Start of Document text
India needs to double refining capacity by 2040 to meet fuel demand growth1 min read . Updated: 27 Sep 2017, 04:12 PM IST
India's refining capacity must double to 465 million tonnes by 2040, from about 230 million tonnes currently, a top official of Indian Oil said.
Singapore: India needs to double its refining capacity by 2040 to meet rising fuel demand as an expanding middle class buys more passenger vehicles and its economy grows, a top refinery official said on Wednesday.
India’s refining capacity must increase to 465 million tonnes by 2040, from about 230 million tonnes currently, and investments are already being made, said Shrikant Madhav Vaidya, Indian Oil Corp.’s executive director of operations.
The major drivers for India’s fuel demand growth will be the continued robust sales of passenger vehicles, substitution of liquefied petroleum gas (LPG) as a cooking fuel, growing urbanisation and the country’s demand for infrastructure and consumer goods, he told the S&P Global Platts APPEC conference in Singapore.
“It’s a very robust economy which is developing very fast and ...oil will continue to be the dominant force of the transportation fuels in the years and decades to come," said Vaidya from the country’s top refiner.
Transport fuels, which currently make up about 40% of fuel demand in the world’s third-biggest oil consumer, will increase that share to 55% by 2040, becoming the main driver of growth, he added.
“This is the aspirational population we have in India where everyone wants to own a vehicle or own a car," he said.
In the short term, India’s gasoline demand is expected to continue to grow at about 9% next year, similar to this year’s growth, Vaidya told Reuters on the sidelines of the conference.
End of Document text
→ Prompt 1: Transcribe the passage of the article on India's refining capacity from "In the short" up to and including "of the conference.".
→ Prompt 2: Render the following sentence from the article on India's refining capacity into French: "India's refining capacity must double to 465 million tonnes by 2040, from about 230 million tonnes currently, a top official of Indian Oil said."
Start of Record excerpts
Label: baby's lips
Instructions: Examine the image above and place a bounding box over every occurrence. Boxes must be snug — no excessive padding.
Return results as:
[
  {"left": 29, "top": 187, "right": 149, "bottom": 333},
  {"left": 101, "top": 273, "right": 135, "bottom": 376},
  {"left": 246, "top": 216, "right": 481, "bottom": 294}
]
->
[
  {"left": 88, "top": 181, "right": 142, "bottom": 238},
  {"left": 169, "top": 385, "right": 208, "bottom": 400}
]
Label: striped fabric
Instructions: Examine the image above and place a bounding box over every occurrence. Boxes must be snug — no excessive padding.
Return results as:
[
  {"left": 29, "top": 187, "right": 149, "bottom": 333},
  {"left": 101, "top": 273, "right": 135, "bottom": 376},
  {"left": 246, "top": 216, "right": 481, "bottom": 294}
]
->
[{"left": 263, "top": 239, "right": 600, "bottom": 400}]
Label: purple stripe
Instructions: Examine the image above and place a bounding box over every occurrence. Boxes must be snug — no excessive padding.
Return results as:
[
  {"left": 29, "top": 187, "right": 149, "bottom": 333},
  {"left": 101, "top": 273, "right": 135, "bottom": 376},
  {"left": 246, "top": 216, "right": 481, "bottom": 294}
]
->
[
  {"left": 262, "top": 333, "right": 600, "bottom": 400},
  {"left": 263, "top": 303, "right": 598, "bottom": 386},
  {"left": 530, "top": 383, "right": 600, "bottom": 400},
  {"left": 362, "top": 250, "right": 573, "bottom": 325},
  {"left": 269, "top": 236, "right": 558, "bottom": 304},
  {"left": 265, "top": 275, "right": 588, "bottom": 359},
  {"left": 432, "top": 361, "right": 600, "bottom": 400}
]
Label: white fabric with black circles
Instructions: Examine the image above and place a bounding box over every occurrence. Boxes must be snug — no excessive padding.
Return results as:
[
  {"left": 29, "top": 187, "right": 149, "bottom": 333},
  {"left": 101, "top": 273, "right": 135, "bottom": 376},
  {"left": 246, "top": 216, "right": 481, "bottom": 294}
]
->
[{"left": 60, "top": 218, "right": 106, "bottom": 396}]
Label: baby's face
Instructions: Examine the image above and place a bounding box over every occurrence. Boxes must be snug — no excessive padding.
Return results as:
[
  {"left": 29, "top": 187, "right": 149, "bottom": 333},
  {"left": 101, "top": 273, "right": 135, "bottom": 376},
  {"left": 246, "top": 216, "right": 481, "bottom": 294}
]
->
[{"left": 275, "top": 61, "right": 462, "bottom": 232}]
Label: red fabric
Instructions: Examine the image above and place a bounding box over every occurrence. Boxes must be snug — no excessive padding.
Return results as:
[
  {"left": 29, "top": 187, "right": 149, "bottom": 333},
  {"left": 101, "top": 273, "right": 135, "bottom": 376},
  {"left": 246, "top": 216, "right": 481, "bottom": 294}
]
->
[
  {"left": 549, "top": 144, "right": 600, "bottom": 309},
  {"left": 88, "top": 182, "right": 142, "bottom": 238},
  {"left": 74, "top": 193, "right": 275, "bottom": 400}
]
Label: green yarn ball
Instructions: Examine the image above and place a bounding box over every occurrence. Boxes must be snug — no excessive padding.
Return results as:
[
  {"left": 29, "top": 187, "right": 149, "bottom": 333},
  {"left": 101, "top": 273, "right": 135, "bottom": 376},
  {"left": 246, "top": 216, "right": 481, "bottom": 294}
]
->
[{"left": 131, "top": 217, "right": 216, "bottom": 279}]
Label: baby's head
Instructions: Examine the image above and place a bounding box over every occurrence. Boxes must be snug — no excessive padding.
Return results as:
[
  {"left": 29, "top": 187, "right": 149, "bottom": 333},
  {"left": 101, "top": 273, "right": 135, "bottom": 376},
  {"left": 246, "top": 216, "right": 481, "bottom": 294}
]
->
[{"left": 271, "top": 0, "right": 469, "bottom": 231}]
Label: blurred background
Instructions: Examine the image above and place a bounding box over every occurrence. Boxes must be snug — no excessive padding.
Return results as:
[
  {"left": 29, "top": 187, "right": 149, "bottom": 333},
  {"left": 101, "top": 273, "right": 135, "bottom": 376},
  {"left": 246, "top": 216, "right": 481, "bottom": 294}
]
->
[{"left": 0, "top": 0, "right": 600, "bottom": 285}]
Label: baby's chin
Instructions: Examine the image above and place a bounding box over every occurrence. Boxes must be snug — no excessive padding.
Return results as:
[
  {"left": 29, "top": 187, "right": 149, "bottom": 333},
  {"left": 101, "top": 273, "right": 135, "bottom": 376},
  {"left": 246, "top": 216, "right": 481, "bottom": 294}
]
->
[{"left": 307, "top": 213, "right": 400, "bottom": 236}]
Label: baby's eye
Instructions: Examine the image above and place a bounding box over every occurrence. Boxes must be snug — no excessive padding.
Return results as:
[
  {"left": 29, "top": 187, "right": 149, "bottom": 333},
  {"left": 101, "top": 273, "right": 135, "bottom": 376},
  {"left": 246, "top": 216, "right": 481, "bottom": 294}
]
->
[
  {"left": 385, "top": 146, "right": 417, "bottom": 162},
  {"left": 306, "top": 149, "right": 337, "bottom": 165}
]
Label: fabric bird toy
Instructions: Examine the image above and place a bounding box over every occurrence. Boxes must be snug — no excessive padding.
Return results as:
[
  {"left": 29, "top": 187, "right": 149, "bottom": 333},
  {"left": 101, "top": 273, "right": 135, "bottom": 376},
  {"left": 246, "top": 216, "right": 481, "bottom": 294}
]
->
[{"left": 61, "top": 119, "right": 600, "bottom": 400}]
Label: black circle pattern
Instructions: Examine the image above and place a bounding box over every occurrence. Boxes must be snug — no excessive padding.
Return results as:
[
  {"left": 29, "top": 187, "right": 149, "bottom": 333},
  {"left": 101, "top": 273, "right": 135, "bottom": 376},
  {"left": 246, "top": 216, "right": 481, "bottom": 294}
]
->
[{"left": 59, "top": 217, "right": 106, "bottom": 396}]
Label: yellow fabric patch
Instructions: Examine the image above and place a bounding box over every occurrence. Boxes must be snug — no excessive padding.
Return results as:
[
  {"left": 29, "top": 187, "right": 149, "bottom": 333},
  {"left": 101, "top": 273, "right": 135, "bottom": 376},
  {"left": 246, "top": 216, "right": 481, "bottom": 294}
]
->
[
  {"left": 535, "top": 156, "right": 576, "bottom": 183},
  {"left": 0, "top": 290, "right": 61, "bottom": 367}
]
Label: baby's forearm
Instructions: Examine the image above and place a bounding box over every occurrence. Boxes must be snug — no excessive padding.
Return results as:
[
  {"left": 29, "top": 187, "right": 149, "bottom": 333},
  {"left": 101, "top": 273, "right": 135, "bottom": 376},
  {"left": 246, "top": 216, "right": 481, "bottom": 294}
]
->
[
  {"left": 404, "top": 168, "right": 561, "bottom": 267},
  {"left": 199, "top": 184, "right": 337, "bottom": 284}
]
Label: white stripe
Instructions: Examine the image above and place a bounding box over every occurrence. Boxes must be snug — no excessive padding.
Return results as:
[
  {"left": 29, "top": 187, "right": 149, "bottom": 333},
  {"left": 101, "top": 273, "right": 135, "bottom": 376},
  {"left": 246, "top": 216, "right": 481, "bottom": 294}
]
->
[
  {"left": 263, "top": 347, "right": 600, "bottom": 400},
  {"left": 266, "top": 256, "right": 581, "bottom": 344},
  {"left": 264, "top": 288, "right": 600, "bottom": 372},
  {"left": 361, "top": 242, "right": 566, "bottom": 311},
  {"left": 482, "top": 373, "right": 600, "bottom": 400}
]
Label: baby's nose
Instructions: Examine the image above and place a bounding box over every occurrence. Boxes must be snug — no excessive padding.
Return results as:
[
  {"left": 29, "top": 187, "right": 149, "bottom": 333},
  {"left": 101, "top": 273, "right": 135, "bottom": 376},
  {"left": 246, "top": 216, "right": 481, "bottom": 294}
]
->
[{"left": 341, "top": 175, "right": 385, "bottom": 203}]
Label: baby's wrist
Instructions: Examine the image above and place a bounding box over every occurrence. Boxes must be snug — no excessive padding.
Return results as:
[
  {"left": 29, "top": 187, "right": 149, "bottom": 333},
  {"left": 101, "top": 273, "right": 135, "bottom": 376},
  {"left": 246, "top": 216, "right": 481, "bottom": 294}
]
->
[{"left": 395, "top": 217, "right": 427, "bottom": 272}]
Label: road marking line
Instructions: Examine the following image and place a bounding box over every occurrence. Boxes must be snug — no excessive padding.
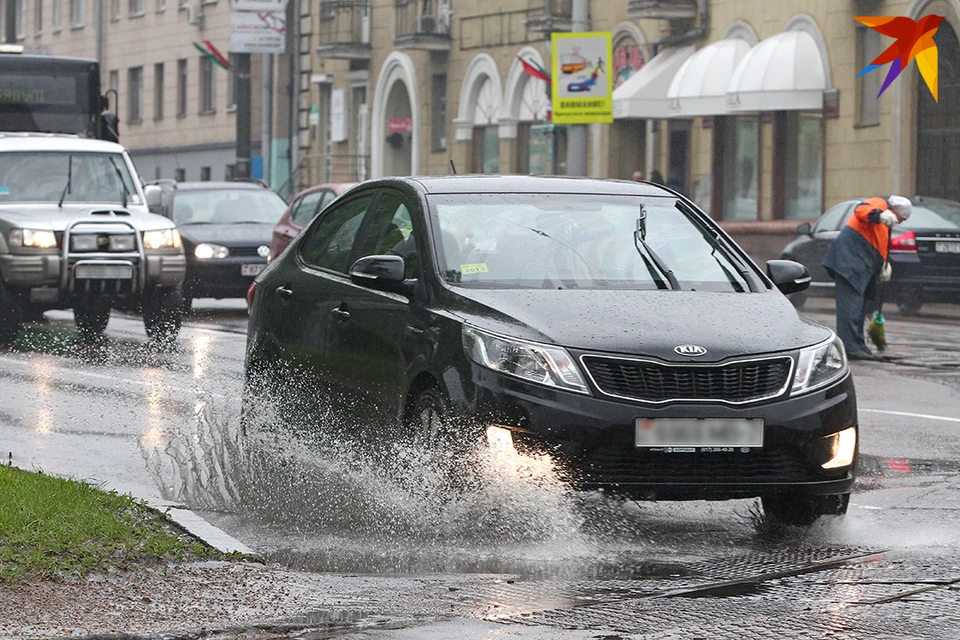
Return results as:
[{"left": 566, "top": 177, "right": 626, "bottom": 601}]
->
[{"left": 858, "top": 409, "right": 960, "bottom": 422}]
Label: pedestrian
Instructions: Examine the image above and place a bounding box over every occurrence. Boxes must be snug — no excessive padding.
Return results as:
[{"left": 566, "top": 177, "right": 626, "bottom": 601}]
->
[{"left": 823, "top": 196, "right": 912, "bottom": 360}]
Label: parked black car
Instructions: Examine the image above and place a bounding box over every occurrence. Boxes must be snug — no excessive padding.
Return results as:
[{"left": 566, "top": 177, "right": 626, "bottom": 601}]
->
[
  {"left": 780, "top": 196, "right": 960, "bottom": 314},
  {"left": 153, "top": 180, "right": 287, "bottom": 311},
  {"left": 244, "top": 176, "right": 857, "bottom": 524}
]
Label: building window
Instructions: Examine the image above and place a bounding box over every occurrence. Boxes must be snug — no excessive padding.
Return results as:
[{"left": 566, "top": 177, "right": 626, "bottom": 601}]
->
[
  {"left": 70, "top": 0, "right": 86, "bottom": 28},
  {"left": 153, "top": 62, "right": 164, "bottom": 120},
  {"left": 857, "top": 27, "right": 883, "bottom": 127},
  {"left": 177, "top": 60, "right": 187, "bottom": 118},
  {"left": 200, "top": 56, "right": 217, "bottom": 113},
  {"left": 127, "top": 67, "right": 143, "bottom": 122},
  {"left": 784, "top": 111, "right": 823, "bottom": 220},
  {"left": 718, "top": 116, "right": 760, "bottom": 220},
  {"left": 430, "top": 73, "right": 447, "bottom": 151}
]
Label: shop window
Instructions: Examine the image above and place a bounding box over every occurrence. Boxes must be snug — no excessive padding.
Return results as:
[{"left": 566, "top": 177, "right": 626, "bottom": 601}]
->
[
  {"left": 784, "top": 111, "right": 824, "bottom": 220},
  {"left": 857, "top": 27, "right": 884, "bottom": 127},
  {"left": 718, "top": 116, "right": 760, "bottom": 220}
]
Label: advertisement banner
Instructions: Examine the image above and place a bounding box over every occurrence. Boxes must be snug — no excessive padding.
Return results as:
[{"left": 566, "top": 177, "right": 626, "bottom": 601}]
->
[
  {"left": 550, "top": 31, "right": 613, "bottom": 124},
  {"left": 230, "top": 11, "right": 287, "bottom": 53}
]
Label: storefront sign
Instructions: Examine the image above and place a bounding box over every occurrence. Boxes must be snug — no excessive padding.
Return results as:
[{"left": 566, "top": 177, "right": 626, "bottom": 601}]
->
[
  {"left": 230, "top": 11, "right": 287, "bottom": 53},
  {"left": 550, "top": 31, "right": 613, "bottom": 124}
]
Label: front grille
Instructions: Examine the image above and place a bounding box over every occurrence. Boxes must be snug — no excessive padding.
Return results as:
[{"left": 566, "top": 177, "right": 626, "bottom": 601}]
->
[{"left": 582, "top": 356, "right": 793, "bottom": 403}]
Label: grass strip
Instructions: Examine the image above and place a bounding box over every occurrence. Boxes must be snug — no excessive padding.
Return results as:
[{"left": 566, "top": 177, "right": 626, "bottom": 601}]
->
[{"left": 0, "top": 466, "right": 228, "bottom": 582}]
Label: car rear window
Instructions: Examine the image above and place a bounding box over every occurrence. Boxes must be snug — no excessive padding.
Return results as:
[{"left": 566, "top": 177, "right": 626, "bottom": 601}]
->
End of Record excerpts
→ Answer 1:
In the short term, India’s gasoline demand is expected to continue to grow at about 9% next year, similar to this year’s growth, Vaidya told Reuters on the sidelines of the conference.

→ Answer 2: La capacité de raffinage de l'Inde doit doubler pour atteindre 465 millions de tonnes d'ici 2040, contre environ 230 millions de tonnes actuellement, a déclaré un haut responsable d'Indian Oil.